--- TEXTO APRESENTADO ---

12 Outubro, 2023 - 15:18

Outubro começou com a 19ª edição de OUT.FEST e João Antunes esteve por lá para nos contar o que viu e ouviu. As fotografias são de Vera Marmelo.

São 21h30 numa noite (teoricamente) de Outono e fazem-se sentir temperaturas acima dos 20 graus no Barreiro. A edição de 2023 de OUT.FEST está prestes a começar e o calor que se faz sentir cá fora parece uma premonição sobre as ondas sónicas que aí vêm.

A contenda começa com a performance “Beams”, de Alvin Curran. O compositor e performer de (quase) 85 anos, munido de um teclado Midi e de uma destreza invejável para alguém da sua idade, comanda uma banda composta maioritariamente por intérpretes de escolas barreirenses. Com um foco claro no improviso e experimentação, Curran usa os sons do seu teclado em conjunção com os instrumentos clássicos da banda, para criar uma atmosfera sónica com uma frescura que contrasta de forma irónica com o calor que se faz sentir nos PADA Studios.

Ao fim de sensivelmente 50 minutos, aplausos efusivos para o compositor e todes es que o acompanharam nesta noite. Ainda agora começámos mas esta já é claramente uma das performances do festival.

Seguimos para o edifício A4, onde Rojin Sharafi nos aguarda com uma performance singular. A artista de Teerão intercala os beats pujantes e sujos que saem dos seus sintetizadores com secções mais atmosféricas, auxiliada por um instrumento que não conseguimos identificar (parecia um xilofone, mas também podia ser um santoor). Uma combinação improvável mas que é claramente vencedora.

A primeira noite termina com Novo Major atrás dos pratos. Um set coerente que começou por soar a uma continuação da performance de Sharafi, mas rapidamente se tornou numa proposta clubbing que nos colocou a dançar efusivamente. Ao longo de sensivelmente 2h, ouviram-se nomes tão distintos como Gunnar Haslam, Phuture The Next Generation ou Autechre.

Chegamos um pouco atrasados ao dia 2 e com escolhas difíceis para fazer. O cenário da Igreja de Nossa Srª do Rosário acaba por levar a melhor e leva-nos até ao concerto de Brìghde Chaimbeul e ao som da sua gaita de foles. A jovem escocesa, originária da Ilha de Skye, presenteia-nos com uma harmoniosa interpretação de canções tradicionais celtas que assentam que nem uma luva no ambiente proporcionado pela “sala” escolhida.

Seguimos então para a famosa Gasoline, primeiro contacto com a familiaridade que mencionamos no título da reportagem. Vive-se um ambiente contagiante à porta desta associação, onde as conversas fluem entre caras conhecidas e outras que acabaram de se conhecer, todes unides pela vontade maior de desfrutar de mais 3 dias de música exploratória.

---

Retoma a reportagem sobre a edição de 2023 do OUT.FEST, continuando a partir da última frase apresentada. O material abaixo não tem qualquer papel neste exercício.

--- INFORMAÇÃO FORNECIDA ---

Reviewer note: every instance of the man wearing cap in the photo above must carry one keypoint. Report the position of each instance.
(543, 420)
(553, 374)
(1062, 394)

---

● RESULTADO DO EXERCÍCIO
Entretanto, o calor que se continuava a viver no Barreiro parecia já fazer prever o absoluto inferno sónico que NZE NZE estavam prestes a proporcionar-nos. Uma combinação de ritmos industriais com a vociferação imponente do seu vocalista, som em apoteose constante que colocou a Gasoline em ponto de ebulição do princípio ao fim. No final, ouve-se entre o público a analogia “dub Giant Swan”. Aceita-se, mais não seja pelo poderio de ambos os grupos nas performances ao vivo e pelas semelhanças no seu setup.

Pausa para comer concluída e já estamos sentados no auditório da SIRB “Os Penicheiros” para ver Sven-Ake Johansson e Jan Jelinek. O cenário é bonito e apropriado ao casamento da bateria do lendário (e também octagenário) Johansson com a electrónica de Jelinek, mas esta é uma performance que, mesmo sendo segura, acaba por não nos conquistar.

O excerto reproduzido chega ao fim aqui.